=== Parts of the exercise ===
A - Repeat the part of the interview about writing gardening books starting with "So writing Grounded" and going on through "how to start.".
B - In the interview about writing gardening books, who asked Liz to write Grounded?
C - According to the interview about writing gardening books, what kinds of things did Liz write on her post-it notes? List each one.

=== Extract provided ===

So I do that and in terms of framing a book, I write a synopsis at the beginning. This is kind of the layout of the book and how it's going to be so I have that in my mind and then I will literally, so for the seasons gardener and it should split it into four parts, four seasons, I split each of the sections into three months and so just wrote. It was spring: March, April, May and then the subsections in that. So then I had all the headings and I wrote all the really practical stuff first. So there is all the stuff that I feel needs to be in there that I need to share and then I write the stuff that I want to share. So there's stuff about factual information going on and then there’s stuff about my observations and my experiences and my feelings and putting these connections in and then I don't look at that again for a while and I will go back to it and then I put in all the anecdotes with the humor. Because I've had time to digest what I've written and then it's sort of that story will fit really well in there.


MOrag:

And I think you were talking earlier about sharing the story, so that it is not just a gardening book, although it is a gardening book, people can connect with it, because it's sharing a story that's coming from your heart. So it's person to person, it's like you kind of write for the person who's reading and not to kind of try and tell them and teach them about something in a way. Then I wonder where the idea comes from? Where did that idea to write Grounded, for example, come from?


Liz:

So writing Grounded was very simple. Maddie, from permanent publications, actually came to me and said, “Will you write a book?” or, “We would like you to write your short story.” So she'd been watching me on my YouTube channel and so she knew my story. She knew that I could tell a story and so she asked me if I would put that in writing and I was very flattered and then I, of course, said yes immediately. I was more than happy to do that and then sat around for three months going. I've got no idea how to start. 


Morag:

How did you start?


Liz:

I had a conversation with Hugh Richards, who at that point had written two books and he said, “Well, let's sit down and write a synopsis” and I have no idea even what a synopsis really was. I had no idea that it was going to be the framework, upon which I was going to be able to build the book. So he sat and did I kind of just get all the ideas, chuck them down on a piece of paper all the things. I remember him saying to me, “What do you actually want to say?” and so I just wrote off the whole list of things I wanted to say and I ended up with with millions and squillions of post it notes and had written on them in different colored notes things that were factual, things that were opinion, things that were vegetables, things that were animals and literally just sort of was like a storyboard or laying out of where everything was going to sit together so that nothing was a big clump of this and a big clump of that. I wanted everything to be woven together and as sort of a patchwork of different information, different subjects and so some ways I've done that again, but without the visual aid this time, without the sticky notes everywhere. I've done the same for the Season Gardener and I think if I was going to be writing a purely instructional manual, I would still do exactly the same process. It would be what are all the ideas I want to put down and that doesn't then exclude me adding anything else in or taking stuff out. But it's a good place to start. It is like to sort of focus your mind on what it is that you do want to say.



Morag:

That's fantastic. Thank you. That's really, really clear and I wonder what writing this book has done in terms of how it's changed your world?

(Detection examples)

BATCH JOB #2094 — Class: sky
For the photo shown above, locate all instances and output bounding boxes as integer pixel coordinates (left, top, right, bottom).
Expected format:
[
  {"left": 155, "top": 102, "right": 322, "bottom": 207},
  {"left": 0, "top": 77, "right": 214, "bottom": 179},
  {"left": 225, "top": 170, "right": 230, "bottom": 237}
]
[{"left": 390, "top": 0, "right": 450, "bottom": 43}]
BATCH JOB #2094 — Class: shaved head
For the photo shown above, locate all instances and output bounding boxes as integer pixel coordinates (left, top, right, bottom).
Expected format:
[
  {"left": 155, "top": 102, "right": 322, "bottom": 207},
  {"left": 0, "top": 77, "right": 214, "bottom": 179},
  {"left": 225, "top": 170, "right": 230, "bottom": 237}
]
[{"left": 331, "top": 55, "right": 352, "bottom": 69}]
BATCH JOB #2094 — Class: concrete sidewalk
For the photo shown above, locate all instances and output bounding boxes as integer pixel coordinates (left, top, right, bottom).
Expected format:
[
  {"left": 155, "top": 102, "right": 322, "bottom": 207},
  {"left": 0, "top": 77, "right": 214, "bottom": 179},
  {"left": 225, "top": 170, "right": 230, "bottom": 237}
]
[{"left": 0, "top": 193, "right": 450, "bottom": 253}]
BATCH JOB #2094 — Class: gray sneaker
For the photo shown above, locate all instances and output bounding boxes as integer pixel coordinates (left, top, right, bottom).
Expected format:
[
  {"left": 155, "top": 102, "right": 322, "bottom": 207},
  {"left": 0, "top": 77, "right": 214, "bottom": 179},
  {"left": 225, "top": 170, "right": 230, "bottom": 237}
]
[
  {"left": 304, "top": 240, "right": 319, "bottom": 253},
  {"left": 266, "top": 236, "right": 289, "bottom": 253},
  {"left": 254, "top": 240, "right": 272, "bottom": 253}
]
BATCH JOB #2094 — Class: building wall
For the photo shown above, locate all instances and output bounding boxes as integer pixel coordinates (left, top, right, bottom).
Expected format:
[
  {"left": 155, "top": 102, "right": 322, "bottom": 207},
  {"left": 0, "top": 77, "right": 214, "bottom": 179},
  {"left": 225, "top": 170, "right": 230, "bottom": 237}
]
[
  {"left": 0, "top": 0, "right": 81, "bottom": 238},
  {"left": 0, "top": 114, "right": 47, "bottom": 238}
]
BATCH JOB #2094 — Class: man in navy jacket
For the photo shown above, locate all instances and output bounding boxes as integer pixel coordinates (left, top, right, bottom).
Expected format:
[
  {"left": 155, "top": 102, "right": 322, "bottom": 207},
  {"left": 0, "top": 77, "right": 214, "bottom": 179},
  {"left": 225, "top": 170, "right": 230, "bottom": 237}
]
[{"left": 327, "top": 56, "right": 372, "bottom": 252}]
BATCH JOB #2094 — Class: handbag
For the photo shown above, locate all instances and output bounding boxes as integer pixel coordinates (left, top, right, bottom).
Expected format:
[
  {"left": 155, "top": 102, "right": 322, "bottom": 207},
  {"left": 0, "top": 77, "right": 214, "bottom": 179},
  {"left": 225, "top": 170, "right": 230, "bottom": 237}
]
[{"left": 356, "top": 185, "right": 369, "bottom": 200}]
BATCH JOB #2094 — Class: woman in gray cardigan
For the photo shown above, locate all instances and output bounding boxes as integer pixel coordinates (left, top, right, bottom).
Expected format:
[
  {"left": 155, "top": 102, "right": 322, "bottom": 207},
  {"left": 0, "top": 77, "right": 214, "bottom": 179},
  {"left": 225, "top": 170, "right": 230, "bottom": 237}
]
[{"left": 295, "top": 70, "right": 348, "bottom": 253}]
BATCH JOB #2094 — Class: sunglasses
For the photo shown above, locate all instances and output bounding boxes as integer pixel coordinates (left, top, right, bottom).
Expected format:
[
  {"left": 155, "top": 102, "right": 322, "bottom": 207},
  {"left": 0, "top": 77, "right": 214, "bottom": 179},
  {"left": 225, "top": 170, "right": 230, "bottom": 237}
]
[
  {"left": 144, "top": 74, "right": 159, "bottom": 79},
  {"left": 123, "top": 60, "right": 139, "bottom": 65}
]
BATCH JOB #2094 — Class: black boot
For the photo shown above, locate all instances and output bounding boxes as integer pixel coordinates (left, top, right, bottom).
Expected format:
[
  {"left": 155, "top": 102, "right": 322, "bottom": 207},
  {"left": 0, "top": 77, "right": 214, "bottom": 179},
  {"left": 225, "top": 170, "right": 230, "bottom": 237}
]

...

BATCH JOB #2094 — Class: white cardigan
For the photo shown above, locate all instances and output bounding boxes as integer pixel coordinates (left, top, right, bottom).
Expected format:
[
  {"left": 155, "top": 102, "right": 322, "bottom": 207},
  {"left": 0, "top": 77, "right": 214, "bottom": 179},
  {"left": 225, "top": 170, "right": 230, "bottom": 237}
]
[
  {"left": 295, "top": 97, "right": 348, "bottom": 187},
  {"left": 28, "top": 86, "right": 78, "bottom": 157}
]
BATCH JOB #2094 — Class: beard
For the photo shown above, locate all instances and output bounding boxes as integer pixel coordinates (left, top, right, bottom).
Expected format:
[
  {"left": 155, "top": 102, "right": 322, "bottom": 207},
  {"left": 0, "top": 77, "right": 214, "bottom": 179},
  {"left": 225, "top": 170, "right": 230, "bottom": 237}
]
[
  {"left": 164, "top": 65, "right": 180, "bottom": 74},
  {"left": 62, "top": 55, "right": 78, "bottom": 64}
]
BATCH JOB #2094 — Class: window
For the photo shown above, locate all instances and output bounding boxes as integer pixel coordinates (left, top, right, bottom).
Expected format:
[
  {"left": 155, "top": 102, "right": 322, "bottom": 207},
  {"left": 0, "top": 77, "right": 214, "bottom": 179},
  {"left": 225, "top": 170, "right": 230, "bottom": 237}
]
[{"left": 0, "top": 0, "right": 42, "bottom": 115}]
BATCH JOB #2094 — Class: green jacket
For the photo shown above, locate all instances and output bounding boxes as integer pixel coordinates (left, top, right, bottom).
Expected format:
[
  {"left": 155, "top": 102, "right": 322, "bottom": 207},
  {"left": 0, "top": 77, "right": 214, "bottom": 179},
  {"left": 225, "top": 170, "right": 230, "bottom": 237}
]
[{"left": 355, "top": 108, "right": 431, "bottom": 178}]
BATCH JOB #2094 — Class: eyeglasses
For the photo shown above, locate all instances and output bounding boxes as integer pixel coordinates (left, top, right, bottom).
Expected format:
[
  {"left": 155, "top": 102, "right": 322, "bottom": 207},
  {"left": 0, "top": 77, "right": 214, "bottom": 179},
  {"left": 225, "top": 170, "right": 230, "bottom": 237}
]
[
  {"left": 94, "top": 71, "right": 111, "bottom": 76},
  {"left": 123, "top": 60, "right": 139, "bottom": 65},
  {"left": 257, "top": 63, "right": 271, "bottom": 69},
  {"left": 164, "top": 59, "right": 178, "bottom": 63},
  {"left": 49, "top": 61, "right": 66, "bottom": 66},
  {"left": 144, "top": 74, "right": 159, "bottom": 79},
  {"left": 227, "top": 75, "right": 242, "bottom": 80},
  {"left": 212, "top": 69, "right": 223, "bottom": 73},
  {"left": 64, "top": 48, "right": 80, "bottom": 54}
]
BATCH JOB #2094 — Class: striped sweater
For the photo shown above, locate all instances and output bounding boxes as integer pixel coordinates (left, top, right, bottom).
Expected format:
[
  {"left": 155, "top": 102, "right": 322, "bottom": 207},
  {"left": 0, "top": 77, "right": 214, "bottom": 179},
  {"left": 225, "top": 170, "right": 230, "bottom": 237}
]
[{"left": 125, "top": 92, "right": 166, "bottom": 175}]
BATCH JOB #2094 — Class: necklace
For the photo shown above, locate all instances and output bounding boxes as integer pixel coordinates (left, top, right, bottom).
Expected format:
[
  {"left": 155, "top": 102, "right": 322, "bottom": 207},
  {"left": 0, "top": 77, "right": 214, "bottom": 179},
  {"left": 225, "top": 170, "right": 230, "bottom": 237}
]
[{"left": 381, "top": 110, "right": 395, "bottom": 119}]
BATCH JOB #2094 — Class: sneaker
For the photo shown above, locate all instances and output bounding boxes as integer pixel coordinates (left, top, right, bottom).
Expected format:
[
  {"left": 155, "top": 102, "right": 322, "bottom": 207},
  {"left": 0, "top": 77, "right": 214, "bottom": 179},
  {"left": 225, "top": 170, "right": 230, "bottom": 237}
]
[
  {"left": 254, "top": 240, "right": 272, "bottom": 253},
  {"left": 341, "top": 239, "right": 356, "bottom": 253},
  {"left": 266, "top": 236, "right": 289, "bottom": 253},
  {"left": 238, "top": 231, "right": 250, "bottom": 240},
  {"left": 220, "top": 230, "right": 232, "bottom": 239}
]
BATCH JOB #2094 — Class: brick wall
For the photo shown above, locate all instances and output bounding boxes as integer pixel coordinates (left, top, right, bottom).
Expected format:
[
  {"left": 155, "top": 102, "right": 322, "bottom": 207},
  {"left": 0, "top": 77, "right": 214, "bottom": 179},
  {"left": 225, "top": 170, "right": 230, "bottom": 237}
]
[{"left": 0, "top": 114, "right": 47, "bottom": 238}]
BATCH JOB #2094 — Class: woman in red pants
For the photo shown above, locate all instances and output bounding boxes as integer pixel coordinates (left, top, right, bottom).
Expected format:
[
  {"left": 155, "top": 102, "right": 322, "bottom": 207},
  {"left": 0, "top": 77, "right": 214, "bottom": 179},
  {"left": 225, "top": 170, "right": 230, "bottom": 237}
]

=== Replies ===
A -
So writing Grounded was very simple. Maddie, from permanent publications, actually came to me and said, “Will you write a book?” or, “We would like you to write your short story.” So she'd been watching me on my YouTube channel and so she knew my story. She knew that I could tell a story and so she asked me if I would put that in writing and I was very flattered and then I, of course, said yes immediately. I was more than happy to do that and then sat around for three months going. I've got no idea how to start.

B - Maddie, from permanent publications.

C -
- Things that were factual
- Things that were opinion
- Things that were vegetables
- Things that were animals